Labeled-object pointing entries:

++++++++++++++++++++

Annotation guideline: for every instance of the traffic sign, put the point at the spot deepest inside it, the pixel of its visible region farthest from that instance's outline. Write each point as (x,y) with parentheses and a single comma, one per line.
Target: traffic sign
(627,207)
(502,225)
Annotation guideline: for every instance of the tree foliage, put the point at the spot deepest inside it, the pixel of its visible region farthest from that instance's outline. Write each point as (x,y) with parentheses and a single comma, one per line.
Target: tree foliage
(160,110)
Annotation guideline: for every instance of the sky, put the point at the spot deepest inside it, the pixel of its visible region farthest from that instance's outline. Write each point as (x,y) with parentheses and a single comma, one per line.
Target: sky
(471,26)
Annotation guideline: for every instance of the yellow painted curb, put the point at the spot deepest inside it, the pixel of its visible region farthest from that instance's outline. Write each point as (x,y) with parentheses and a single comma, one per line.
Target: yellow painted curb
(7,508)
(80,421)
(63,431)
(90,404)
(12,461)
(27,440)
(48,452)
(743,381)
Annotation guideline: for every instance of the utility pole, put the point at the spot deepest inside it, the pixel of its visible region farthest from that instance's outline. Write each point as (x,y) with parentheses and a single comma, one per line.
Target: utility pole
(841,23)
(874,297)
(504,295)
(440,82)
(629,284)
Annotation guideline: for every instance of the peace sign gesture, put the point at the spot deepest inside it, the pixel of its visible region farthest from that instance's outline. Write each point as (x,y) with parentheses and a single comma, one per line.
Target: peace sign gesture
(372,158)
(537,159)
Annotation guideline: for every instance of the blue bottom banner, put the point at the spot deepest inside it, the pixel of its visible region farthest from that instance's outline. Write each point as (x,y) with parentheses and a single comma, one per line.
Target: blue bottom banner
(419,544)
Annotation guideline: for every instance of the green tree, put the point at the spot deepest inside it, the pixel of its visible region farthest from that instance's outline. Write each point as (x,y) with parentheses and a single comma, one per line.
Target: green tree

++++++++++++++++++++

> _Exercise objective_: Reproduce the whole listing word for word.

> _Exercise result_:
Annotation guideline: for every instance of the traffic sign, put the point at the spot deepest inside it, the pixel of its visible region farthest from that instance's outline. Write each point as (x,y) with parentheses and a single comma, one per line.
Target: traffic sign
(627,207)
(502,225)
Annotation guideline: for every instance of the tree foliage, put the point at the spot deepest inside it, the pixel of its visible region farthest from that instance's outline. Write each point as (x,y) with parentheses and a single comma, one per line.
Target: tree foliage
(160,110)
Annotation guideline: for every instance of the sky, put the point at the spot deepest inside it, the pixel of its visible region farthest from that instance's outline. Write each point as (x,y) with parentheses and a single comma, one per line.
Target: sky
(471,26)
Annotation guideline: for every instance of the yellow painted curb, put the point at the spot deepest inside it, the pixel of its visible region farthest from that instance's outline. Write each point as (x,y) with parentheses and a single comma, one per line.
Target: yellow painted curb
(7,508)
(80,421)
(63,431)
(90,404)
(12,461)
(27,440)
(48,452)
(743,381)
Annotation guideline: for every instance of the utility pole, put the point at the spot deepest inside it, the pixel of its visible region farthest from that instance's outline. Write each point as (x,y) with parentheses and a single comma, one per line.
Target: utility pole
(841,23)
(874,297)
(504,295)
(440,82)
(629,284)
Annotation guideline: for every instance of the peace sign gesture, put the point at the spot deepest inside it, the pixel of its visible region farthest from that instance's outline. Write each point as (x,y) with parentheses and a single comma, one per line.
Target: peace sign gesture
(372,158)
(537,159)
Annotation guideline: for every instance of the blue bottom banner, put the point at the spot deepest inside it, the pixel of its visible region farthest from that instance's outline. Write each point as (x,y) with parentheses and a single comma, one per line.
Target: blue bottom banner
(419,544)
Annotation guideline: for every instance of the green tree, put the point at the spot deepest inside it, the pixel of its visible region farthest from that instance's outline. Write each point as (x,y) with parentheses and a single comma, one per line.
Target: green tree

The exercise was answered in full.